◆ GOAL OF THE EXERCISE
How many lines in the listing below contain the string "blazer"? Say only the number.
(THE INPUT)
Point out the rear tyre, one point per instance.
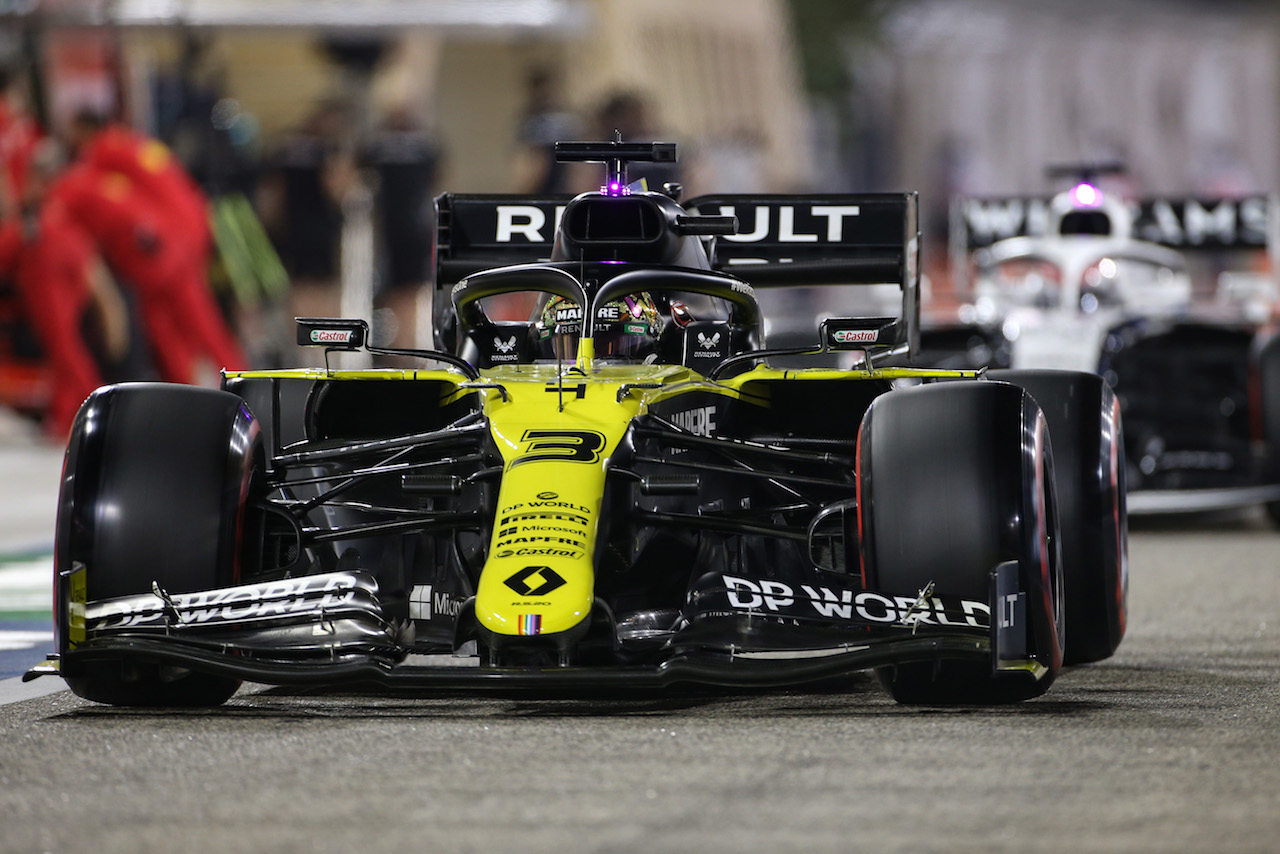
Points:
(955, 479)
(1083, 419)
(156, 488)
(End THE INPUT)
(THE INPUT)
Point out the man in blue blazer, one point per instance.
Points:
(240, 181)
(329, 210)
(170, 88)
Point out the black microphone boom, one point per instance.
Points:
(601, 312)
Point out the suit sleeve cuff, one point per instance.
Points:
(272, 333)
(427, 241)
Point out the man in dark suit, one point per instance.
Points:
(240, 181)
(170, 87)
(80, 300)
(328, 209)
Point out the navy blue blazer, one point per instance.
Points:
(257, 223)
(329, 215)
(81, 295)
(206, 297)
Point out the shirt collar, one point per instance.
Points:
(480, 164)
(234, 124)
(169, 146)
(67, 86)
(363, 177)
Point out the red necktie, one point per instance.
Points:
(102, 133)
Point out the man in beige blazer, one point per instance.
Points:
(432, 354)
(End THE INPUT)
◆ RESULT OF THIS TASK
3